_Testo da leggere_
══════════
Una maturazione non riuscita

Facebook ormai è un marchio che suona vecchio (e pensare che è nato nel 2004!), che ha perso credibilità e che da molti è considerato tossico. Sotto questi ultimi due aspetti, Mark Zuckerberg probabilmente non ha da incolpare altri che se stesso e i suoi dirigenti. I Facebook Papers dimostrano infatti una volta per tutte ciò che già si era intuito: pur di perseguire la crescita e aumentare l’engagement sul breve termine, Facebook ha sacrificato la salute aziendale sul lungo termine.

Gli esempi si sprecano: Facebook non è stato in grado – come riporta Politico – di eliminare nemmeno i più attivi diffusori di disinformazione politica, neppure i cosiddetti Suma (single user multiple account): utenti singoli che utilizzano molteplici account per creare un effetto megafono e amplificare la loro propaganda (sistema che, almeno in passato, è stato fortemente usato anche dai partiti populisti italiani). Secondo le ricerche della stessa Facebook, nel 2018 questo tipo di utenti era in grado – nei soli Stati Uniti – di raggiungere 11 milioni di persone al giorno: vale a dire il 14% dell’intera audience politica statunitense.

Se Facebook non è riuscito – o forse non ha voluto, come vedremo nel prossimo paragrafo – affrontare problemi di questo tipo in casa propria, come pensate che si sarà comportato in mondi che conosce poco, come quello arabo? Come già scritto su Wired, “solo il 6% dei contenuti di odio in lingua araba – la terza più usata su Facebook – è stato rilevato su Instagram. In tutto il Medio Oriente gli algoritmi hanno invece cancellato per sbaglio contenuti non violenti il 77% delle volte, mentre erano alla ricerca di post di terroristi”.
══════════
_Compito assegnato A_
Elenca tutte le percentuali citate nel testo su Facebook, indicando per ciascuna a che cosa si riferisce.
_Compito assegnato B_
Riscrivi in forma di elenco puntato il paragrafo del testo su Facebook che inizia con "Gli esempi si sprecano", conservandone i fatti principali.
_Compito assegnato C_
Riprendi il testo su Facebook dal punto in cui si interrompe e proseguilo.

_Dati memorizzati_
══════════
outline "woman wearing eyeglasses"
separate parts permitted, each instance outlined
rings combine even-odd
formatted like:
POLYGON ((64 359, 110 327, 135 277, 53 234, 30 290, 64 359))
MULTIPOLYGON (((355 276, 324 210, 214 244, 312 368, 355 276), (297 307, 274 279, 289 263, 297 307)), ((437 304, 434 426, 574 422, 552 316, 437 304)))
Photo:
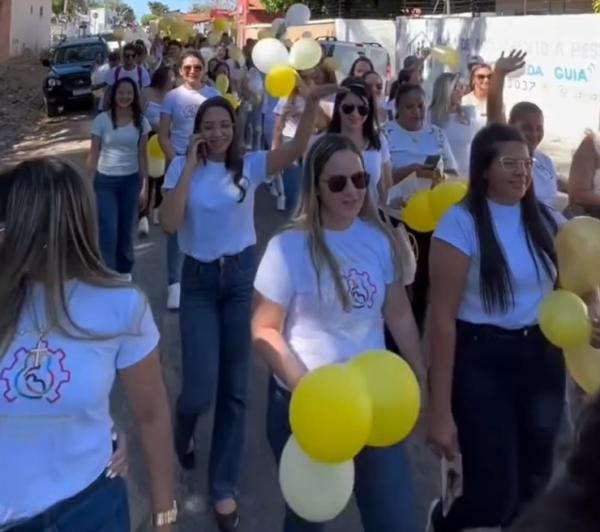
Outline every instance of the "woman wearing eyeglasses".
══════════
_Risposta A_
- 14%: la quota dell'intera audience politica statunitense raggiunta ogni giorno nel 2018 dagli utenti Suma
- 6%: i contenuti di odio in lingua araba rilevati su Instagram
- 77%: le volte in cui, in tutto il Medio Oriente, gli algoritmi hanno cancellato per sbaglio contenuti non violenti mentre cercavano post di terroristi

_Risposta B_
- Secondo Politico, Facebook non è riuscito a eliminare nemmeno i più attivi diffusori di disinformazione politica.
- Non ha eliminato neppure i Suma (single user multiple account), cioè singoli utenti che usano più account per amplificare la propria propaganda.
- Almeno in passato questo sistema è stato molto usato anche dai partiti populisti italiani.
- Secondo le ricerche della stessa Facebook, nel 2018 questi utenti raggiungevano, nei soli Stati Uniti, 11 milioni di persone al giorno, pari al 14% dell'audience politica statunitense.

_Risposta C_
E poi, abbiamo anche la conferma ufficiale di quanto si sostiene da tempo immemore, vale a dire che Facebook privilegi appositamente i contenuti più divisivi e provocatori – nel tentativo di aumentare l’engagement – nonostante questo meccanismo non faccia che amplificare alcuni dei peggiori contenuti presenti sulla piattaforma. Non solo: c’è anche conferma di come Facebook sapesse di come alcuni suoi utenti venissero spinti tra le braccia di QAnon e le altre teorie del complotto, rispondendo troppo lentamente all’avanzata di pericolosi estremismi (che infatti sono stati eliminati quando ormai era tardi).

Un problema intrinseco

L’elenco potrebbe continuare e includere anche i diversi trattamenti nella moderazione dei contenuti a seconda dell’importanza delle varie nazioni, le volte in cui Facebook ha deciso di assecondare le richieste di regimi autoritari (come quello del Vietnam), l’utilizzo di questo social network per il traffico di esseri umani, le difficoltà nell’affrontare adeguatamente la disinformazione su vaccini e Covid e la sottovalutazione della sua presenza in una nazione come l’India, dove l’hate speech circolato su Facebook e WhatsApp ha provocato crisi gravissime e ondate di violenza interreligiosa senza – secondo le accuse – che su questa nazione venissero dirottate sufficienti risorse.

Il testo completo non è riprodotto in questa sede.